Instructions for the task:
Output nothing but the lines from the first line of the entries to the line with "point(310, 266)", inclusive, exactly as they read.

□ □ □ □ □ □ □

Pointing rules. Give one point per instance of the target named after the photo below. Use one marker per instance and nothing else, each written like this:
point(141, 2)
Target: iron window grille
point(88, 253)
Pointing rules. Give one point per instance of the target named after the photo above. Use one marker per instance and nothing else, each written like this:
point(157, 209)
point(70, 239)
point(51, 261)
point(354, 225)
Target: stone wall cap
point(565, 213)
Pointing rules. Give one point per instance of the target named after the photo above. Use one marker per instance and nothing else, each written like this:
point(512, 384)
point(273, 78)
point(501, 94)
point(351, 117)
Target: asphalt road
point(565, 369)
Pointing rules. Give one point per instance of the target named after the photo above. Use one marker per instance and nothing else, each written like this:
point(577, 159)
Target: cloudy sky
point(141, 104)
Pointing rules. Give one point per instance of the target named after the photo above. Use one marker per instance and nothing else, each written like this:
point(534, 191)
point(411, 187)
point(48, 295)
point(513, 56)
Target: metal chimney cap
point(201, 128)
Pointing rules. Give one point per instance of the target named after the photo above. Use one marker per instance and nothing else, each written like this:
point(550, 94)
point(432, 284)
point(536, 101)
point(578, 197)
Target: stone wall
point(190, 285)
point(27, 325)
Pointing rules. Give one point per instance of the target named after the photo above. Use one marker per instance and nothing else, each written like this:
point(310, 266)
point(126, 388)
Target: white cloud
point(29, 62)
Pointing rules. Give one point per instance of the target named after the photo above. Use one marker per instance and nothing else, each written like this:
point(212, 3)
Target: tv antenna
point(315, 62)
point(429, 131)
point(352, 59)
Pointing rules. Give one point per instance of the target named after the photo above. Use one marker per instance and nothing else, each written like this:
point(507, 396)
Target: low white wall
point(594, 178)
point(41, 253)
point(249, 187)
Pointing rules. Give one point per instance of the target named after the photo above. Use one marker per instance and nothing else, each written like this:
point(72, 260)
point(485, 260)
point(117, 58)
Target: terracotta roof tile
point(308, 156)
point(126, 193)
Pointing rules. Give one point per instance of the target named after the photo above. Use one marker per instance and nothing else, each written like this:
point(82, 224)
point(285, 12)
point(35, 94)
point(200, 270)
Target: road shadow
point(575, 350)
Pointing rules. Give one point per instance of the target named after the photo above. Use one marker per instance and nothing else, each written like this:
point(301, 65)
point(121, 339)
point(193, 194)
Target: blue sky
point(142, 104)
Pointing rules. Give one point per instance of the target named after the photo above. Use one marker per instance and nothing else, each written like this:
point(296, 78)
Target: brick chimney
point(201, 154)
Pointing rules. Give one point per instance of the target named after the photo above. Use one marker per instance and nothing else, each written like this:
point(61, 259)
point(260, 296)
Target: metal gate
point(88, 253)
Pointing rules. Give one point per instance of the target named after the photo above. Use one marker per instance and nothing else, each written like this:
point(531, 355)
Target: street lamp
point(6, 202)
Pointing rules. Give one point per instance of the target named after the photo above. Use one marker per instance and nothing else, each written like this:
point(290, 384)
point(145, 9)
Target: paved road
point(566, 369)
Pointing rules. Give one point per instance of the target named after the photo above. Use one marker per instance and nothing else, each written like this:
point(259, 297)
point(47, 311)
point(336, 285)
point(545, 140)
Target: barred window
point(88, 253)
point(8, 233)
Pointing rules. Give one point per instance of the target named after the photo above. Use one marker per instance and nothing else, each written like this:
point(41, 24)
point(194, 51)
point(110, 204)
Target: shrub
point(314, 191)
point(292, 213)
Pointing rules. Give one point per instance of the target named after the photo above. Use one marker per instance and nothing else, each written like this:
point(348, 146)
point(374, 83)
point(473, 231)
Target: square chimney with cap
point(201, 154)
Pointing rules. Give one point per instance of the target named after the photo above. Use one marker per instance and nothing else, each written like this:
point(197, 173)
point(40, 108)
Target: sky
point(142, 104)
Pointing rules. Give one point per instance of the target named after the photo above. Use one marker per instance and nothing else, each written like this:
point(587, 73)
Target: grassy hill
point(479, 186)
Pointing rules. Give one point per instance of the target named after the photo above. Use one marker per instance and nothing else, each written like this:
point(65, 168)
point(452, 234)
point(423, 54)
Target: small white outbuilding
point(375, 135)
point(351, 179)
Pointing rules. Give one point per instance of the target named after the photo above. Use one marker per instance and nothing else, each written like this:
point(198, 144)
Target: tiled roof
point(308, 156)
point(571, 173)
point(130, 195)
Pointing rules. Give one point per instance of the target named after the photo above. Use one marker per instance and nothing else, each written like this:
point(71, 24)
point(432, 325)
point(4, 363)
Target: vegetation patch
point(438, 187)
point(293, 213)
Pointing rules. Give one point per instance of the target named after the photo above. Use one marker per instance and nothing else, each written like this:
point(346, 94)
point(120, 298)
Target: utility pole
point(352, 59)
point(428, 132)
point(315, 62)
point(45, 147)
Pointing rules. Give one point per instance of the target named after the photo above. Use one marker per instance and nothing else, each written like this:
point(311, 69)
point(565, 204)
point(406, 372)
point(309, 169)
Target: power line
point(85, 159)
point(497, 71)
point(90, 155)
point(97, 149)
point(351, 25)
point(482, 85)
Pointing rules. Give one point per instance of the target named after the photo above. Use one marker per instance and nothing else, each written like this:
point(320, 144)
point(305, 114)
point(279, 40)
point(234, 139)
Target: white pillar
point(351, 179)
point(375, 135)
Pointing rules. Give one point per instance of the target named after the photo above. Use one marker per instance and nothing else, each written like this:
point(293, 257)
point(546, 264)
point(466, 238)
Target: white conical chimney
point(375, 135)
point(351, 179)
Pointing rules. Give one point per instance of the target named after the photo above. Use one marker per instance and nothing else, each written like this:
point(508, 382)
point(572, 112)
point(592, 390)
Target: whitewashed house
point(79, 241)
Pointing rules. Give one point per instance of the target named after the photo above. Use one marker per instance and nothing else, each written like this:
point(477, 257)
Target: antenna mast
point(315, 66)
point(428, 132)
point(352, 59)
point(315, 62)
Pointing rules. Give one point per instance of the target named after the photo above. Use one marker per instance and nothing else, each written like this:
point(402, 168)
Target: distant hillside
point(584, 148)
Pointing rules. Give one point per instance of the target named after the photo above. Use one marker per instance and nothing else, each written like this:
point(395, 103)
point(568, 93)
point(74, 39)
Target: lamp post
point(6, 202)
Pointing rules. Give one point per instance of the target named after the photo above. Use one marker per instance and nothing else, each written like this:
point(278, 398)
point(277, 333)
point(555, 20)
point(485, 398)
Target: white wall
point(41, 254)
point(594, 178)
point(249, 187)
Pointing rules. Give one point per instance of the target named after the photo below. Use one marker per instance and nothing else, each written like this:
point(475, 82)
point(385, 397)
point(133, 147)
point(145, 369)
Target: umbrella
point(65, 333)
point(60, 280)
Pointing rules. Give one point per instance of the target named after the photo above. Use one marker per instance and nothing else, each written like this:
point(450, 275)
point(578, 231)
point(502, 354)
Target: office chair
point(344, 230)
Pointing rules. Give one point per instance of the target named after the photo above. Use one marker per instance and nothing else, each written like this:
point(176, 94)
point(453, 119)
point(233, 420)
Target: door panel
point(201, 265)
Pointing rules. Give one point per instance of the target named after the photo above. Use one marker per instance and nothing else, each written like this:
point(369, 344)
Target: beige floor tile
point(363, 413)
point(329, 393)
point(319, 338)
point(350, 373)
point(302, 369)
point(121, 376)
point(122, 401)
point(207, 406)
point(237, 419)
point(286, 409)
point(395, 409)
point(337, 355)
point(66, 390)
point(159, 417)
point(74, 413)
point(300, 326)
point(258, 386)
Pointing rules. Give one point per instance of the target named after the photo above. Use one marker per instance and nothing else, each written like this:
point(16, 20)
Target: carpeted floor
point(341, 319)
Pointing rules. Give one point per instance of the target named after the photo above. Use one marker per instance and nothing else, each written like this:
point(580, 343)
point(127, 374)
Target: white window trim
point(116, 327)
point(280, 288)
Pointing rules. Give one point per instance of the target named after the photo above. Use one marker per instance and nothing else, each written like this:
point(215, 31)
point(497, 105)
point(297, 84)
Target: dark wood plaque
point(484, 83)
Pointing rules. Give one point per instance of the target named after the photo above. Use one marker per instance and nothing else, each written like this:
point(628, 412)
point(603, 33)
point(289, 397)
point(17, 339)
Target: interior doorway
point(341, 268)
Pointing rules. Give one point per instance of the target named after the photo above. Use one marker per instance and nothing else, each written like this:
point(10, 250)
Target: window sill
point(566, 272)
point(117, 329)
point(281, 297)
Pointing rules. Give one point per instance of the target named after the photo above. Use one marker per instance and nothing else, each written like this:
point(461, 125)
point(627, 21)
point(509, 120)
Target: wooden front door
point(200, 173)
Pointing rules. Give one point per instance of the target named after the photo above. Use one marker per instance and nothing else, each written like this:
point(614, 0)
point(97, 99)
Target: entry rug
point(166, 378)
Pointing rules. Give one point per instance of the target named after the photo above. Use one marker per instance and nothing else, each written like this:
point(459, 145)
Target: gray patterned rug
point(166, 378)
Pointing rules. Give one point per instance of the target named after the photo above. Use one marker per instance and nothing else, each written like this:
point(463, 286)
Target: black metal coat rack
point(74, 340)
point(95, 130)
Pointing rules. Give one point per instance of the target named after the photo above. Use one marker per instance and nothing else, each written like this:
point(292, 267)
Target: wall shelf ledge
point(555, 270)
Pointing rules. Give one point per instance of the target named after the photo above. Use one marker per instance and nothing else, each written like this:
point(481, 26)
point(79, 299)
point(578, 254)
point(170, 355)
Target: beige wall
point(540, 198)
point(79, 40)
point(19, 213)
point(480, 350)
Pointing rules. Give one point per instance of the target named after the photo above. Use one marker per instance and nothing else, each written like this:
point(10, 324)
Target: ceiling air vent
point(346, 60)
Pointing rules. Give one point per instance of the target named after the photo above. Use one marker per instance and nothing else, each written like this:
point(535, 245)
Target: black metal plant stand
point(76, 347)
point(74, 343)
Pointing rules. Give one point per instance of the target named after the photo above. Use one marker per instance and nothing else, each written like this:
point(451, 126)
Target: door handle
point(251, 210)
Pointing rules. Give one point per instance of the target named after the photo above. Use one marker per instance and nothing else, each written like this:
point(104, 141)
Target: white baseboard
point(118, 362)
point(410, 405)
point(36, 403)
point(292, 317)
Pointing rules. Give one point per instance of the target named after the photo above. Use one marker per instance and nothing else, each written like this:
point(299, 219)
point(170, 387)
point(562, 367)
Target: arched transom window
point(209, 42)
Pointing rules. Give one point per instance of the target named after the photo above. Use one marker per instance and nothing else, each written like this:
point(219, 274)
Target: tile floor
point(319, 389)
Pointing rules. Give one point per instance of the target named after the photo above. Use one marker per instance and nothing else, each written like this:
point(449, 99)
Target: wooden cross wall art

□ □ □ □ □ □ □

Response for this exercise:
Pointing rules. Give one point per instance of the target named after the photo below. Use one marker per instance and nothing else, each written like this:
point(141, 2)
Target: iron window grille
point(88, 253)
Pointing rules. Give one point per instance of the target named after the photo above. Use one marker per instance and nothing else, each written like this:
point(157, 209)
point(70, 239)
point(51, 261)
point(354, 225)
Target: stone wall cap
point(565, 213)
Pointing rules. Give one point per instance of the target named after the photo above. Use one marker per instance and nothing else, each written like this:
point(512, 384)
point(273, 78)
point(501, 94)
point(351, 117)
Target: asphalt road
point(565, 369)
Pointing rules. Give one point per instance of the target named after the photo above. Use one marker per instance and nothing else, each written like this:
point(577, 159)
Target: cloudy sky
point(141, 104)
Pointing rules. Give one point per instance of the target named after the photo above. Use one marker per instance and nothing else, each written like this:
point(534, 191)
point(411, 187)
point(48, 295)
point(513, 56)
Target: metal chimney cap
point(201, 128)
Pointing rules. Give one point per instance of the target named after the photo above. Use one marker per instance and nothing else, each written like this:
point(550, 94)
point(432, 284)
point(536, 101)
point(578, 197)
Target: stone wall
point(190, 285)
point(27, 325)
Pointing rules. Give one point per instance of the target named after the photo above. Use one marker per instance and nothing else, each written like this:
point(310, 266)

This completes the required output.